**EXCERPTED TEXT**
Modern Species

Evolve :: The latest from our studio blog

Nov 18, 2011 Posted by: Jen

Design for Understanding


Good design should make things pretty. Great design should improve communication. After all, that's what design was created for – a way to visually explain a brand, concept, meaning, or data. This is why people get giddy about data visualization and infographics. They make processing complicated ideas simple, interesting and enjoyable. The above video is an example of how the designers at Wired Magazine redesigned medical test results into a format that is helpful to both doctor and patients (click the link if you want to see the non-video version). I love this redesign because it is such a great example of design at it's best, and an example of how I wish the world would use design more often.

Think back to your most hated subject in school. Think of the textbook for that subject. Was it a jumble of chunky paragraphs and ambiguous pictures or diagrams? Probably. Now imagine if that textbook were given a makeover by a designer, versed in the subject, and interested in visually communicating the meaning of the text on the page. It would probably infuse that textbook with whitespace, type heirarchy, and understandable images. It would be like a breath of fresh air in print and I'm about 99% sure that it would make learning easier.

The same logic can be applied to other complicated subjects the stock market, insurance, nutrition, the internet, etc. For instance, our friends over at Pitch Interactive did a great job of showing government spending vs media coverage of important topics like defense and health. Visually beautiful and you get the main message quickly.

**SOURCE DATA**
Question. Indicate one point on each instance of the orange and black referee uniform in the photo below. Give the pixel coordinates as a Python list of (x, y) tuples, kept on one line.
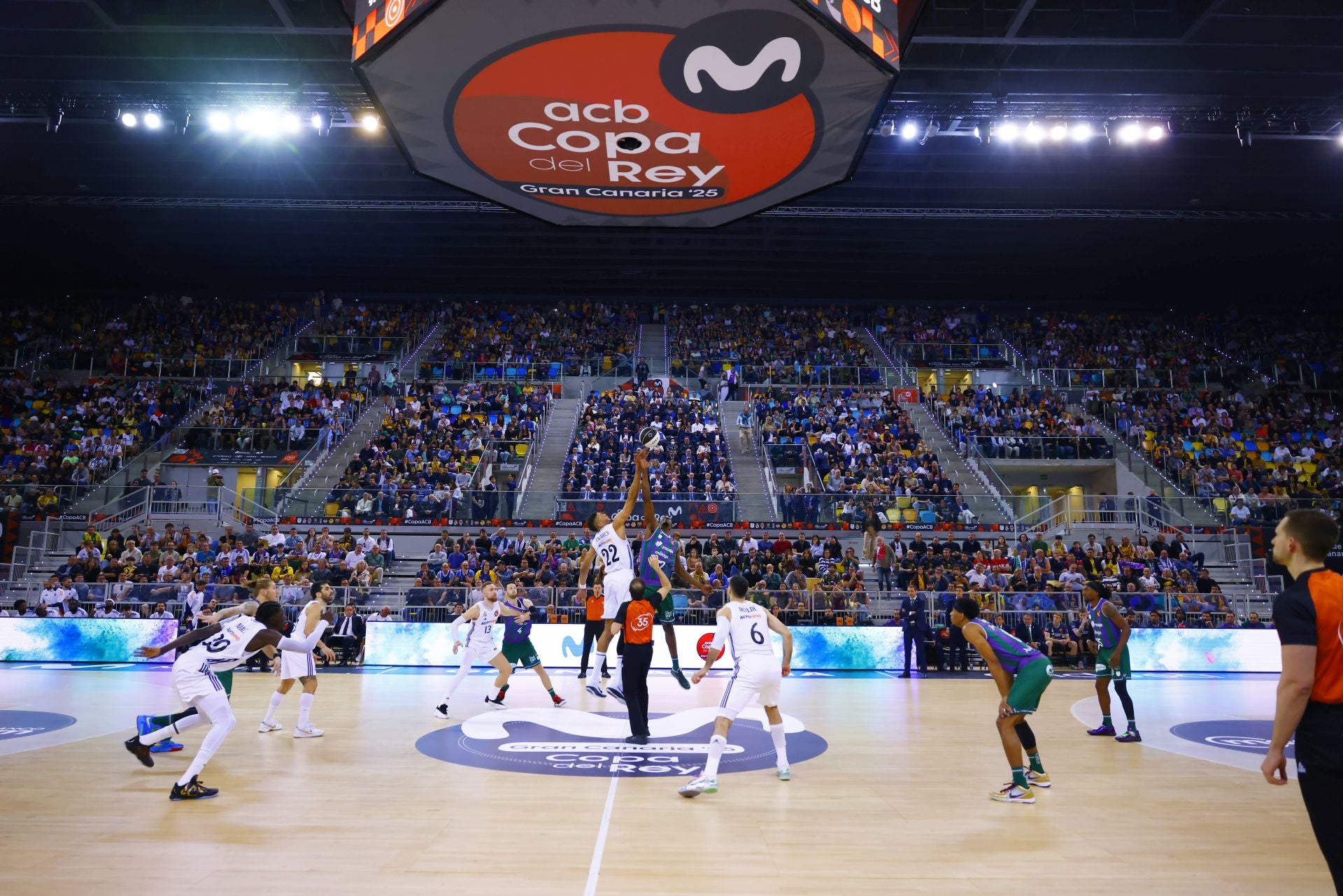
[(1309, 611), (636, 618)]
* * *
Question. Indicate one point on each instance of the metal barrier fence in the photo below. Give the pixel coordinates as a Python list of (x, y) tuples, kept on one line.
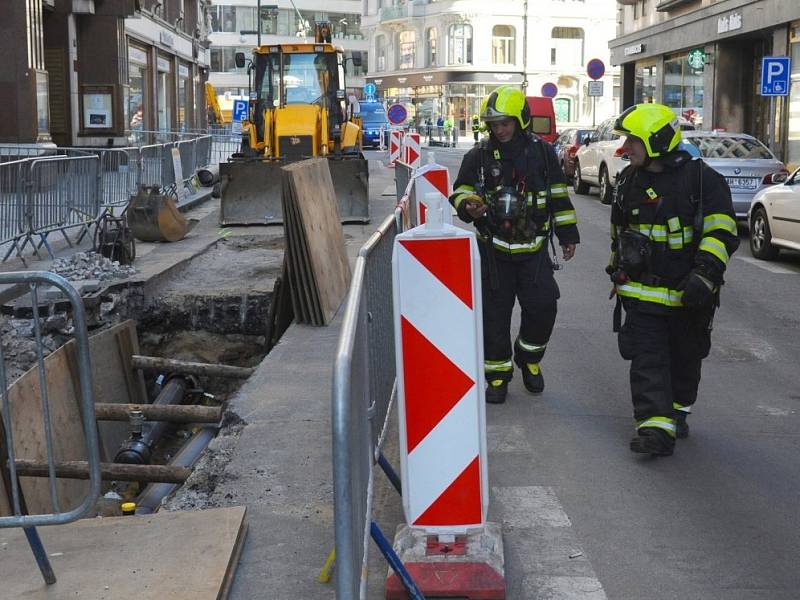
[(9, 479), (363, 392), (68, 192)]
---
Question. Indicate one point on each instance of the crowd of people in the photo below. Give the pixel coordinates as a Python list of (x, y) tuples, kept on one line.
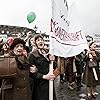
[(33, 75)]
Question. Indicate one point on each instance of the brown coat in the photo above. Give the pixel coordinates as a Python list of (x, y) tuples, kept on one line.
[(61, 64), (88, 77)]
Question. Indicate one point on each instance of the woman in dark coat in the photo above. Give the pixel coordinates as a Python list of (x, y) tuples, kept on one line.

**ACTION ITEM**
Pick up the blog post on design for understanding at its last sentence and keep writing. The entries have nothing to do with the blog post on design for understanding.

**TASK RESPONSE**
But we don't get a lot of calls from teachers, government agencies, and medical centers. Most designers get calls from companies with products. Billions of dollars are being spent on making sure you understand that Coca-Cola is enjoyed by adorable polar bears during the holidays and that Coca-Cola can brighten your holiday too. How much is being spent on making sure you understand what subsidies your tax dollars pay for, which hospitals have the lowest infection rates, and how the recycling system works in your town? Because that information is out there, you can understand it, and understanding it can make your life better.

Unfortunately no one will make enough money off of you knowing how to interpret the results of your blood test to fund the redesign, so it takes people like the folks at Wired doing it for free to make it happen. I just wonder when a better quality of life for the general publi will be seen as profitable enough to be worth funding?